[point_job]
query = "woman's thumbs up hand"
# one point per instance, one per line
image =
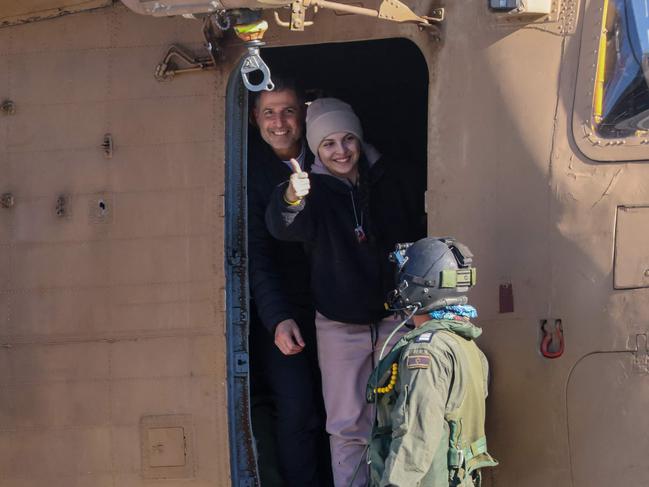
(298, 185)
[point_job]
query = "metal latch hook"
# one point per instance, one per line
(253, 62)
(552, 339)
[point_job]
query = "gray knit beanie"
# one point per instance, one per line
(326, 116)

§ **Assigned task**: Leaving images out, please output every line of the data exactly.

§ **Reply**:
[point_job]
query = "woman's thumbs up hand"
# one point per instance, one per line
image =
(298, 185)
[point_job]
query = "metal latch hook"
# one point per instance, one per line
(253, 62)
(552, 339)
[point_job]
query = "gray knit beanie"
# one point per instance, one per line
(326, 116)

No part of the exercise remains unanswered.